Material supplied:
┌──

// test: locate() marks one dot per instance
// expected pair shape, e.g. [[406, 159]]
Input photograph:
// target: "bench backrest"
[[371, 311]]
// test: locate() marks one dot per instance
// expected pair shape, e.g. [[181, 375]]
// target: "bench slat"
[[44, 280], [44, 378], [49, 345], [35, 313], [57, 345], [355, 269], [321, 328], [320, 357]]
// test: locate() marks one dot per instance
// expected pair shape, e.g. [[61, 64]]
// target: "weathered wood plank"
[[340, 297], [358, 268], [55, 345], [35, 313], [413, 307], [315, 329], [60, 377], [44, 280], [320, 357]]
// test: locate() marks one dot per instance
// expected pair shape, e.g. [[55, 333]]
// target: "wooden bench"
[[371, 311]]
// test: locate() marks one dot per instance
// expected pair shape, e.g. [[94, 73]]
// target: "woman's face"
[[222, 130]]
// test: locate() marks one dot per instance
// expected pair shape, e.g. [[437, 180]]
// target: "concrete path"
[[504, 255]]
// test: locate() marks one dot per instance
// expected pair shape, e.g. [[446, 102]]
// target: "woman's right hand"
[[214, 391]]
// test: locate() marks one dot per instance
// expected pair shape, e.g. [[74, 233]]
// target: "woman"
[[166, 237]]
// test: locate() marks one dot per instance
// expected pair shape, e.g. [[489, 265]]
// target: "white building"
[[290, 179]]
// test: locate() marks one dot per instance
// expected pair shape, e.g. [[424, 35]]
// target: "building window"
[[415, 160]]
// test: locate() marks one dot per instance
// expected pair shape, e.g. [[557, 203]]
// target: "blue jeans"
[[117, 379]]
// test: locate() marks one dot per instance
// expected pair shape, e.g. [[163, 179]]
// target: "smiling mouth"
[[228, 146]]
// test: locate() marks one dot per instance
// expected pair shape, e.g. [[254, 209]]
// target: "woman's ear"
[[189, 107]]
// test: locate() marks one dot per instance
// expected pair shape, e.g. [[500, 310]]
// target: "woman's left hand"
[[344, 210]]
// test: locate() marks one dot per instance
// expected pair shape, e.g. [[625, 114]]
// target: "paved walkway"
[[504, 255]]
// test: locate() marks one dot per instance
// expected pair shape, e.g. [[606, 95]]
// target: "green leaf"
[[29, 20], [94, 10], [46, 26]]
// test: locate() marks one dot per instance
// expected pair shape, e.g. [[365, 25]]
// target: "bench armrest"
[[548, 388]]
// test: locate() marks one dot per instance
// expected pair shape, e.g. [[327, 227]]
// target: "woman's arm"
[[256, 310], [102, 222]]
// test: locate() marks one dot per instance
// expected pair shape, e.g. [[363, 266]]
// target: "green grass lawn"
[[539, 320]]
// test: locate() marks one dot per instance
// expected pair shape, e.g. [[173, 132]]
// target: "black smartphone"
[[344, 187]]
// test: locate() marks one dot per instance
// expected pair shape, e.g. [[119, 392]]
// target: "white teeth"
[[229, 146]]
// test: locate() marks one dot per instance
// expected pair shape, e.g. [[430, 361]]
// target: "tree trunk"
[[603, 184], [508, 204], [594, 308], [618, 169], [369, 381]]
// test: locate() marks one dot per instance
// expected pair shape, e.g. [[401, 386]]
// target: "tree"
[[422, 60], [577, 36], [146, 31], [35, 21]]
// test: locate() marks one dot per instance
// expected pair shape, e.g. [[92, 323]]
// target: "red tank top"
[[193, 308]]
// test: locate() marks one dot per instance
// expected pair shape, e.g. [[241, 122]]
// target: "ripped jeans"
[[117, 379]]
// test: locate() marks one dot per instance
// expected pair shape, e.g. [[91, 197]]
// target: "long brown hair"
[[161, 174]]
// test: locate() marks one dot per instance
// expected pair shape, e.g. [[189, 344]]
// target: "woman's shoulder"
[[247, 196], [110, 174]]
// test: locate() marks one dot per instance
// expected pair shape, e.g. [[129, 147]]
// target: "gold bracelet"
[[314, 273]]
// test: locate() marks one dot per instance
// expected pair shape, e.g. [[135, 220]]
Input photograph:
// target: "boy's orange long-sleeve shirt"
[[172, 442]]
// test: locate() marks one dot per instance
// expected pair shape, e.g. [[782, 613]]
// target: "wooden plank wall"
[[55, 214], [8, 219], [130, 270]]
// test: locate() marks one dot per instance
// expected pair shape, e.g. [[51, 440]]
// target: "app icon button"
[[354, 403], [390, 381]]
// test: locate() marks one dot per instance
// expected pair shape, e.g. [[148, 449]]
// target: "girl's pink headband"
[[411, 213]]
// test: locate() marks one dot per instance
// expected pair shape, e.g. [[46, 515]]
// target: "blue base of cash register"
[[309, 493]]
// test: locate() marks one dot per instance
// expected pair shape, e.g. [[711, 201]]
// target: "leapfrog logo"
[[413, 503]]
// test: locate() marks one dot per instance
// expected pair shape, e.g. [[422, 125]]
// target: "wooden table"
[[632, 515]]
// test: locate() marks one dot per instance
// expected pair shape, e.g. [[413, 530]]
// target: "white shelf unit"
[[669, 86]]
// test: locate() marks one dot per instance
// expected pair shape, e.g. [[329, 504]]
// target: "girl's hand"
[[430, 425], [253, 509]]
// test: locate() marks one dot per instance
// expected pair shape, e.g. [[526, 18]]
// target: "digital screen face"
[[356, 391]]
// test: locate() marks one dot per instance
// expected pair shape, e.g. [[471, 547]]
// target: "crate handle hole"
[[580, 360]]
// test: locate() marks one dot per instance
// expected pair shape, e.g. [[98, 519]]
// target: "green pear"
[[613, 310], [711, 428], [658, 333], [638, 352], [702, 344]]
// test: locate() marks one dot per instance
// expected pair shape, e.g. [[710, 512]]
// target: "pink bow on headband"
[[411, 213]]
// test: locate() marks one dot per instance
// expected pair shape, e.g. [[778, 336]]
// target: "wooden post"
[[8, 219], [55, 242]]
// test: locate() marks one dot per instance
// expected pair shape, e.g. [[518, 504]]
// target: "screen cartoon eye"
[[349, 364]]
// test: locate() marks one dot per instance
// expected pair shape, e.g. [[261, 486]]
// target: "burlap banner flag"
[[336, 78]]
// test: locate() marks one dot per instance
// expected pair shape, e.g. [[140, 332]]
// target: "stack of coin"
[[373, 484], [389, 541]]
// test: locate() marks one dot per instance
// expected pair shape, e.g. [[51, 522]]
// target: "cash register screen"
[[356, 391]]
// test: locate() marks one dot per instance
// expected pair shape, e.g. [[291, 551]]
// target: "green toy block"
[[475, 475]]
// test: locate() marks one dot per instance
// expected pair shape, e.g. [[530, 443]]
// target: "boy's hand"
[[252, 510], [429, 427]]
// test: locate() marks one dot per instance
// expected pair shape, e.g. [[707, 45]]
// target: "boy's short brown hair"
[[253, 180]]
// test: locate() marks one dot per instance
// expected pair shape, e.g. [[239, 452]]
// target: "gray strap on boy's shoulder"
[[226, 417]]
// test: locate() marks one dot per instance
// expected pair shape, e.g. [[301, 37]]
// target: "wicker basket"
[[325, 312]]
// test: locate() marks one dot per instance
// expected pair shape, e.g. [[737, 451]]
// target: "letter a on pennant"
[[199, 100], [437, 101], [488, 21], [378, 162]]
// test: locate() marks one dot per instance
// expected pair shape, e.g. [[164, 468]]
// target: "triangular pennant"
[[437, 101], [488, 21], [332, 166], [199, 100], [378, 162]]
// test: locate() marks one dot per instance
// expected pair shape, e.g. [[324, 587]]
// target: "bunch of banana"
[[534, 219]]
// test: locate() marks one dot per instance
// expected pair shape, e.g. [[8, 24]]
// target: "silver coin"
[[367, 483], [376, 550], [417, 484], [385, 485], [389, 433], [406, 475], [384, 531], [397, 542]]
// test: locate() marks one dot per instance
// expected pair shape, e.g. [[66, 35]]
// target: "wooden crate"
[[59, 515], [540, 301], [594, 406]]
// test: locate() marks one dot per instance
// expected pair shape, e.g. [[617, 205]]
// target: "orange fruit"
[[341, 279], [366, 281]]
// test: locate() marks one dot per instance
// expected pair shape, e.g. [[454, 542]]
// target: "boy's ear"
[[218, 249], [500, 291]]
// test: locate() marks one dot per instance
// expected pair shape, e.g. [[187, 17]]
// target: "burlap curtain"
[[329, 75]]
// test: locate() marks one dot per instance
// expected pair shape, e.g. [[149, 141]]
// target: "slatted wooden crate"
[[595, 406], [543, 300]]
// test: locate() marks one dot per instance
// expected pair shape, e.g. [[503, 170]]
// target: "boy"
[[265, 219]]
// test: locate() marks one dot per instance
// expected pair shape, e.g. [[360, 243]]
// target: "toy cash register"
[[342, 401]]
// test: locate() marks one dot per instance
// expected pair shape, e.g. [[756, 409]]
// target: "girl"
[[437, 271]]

└──

Exercise directions:
Your task is to restate, word for word, the lines from the beginning of the records to the line with "e.g. [[55, 333]]", inclusive.

Written answer:
// test: locate() marks one dot per instance
// expected pair shape, e.g. [[406, 159]]
Input photograph:
// target: "bench backrest"
[[371, 311]]
// test: locate() marks one dot per instance
// expected pair shape, e.g. [[181, 375]]
// target: "bench slat"
[[44, 280], [44, 378], [49, 345], [35, 313], [57, 345], [355, 269], [321, 328], [320, 357]]
// test: locate() marks one dot per instance
// expected pair shape, e.g. [[61, 64]]
// target: "weathered wood plank"
[[340, 297], [358, 268], [55, 345], [35, 313], [413, 307], [315, 329], [60, 377], [44, 280], [320, 357]]
// test: locate() marks one dot per instance
// expected pair shape, e.g. [[55, 333]]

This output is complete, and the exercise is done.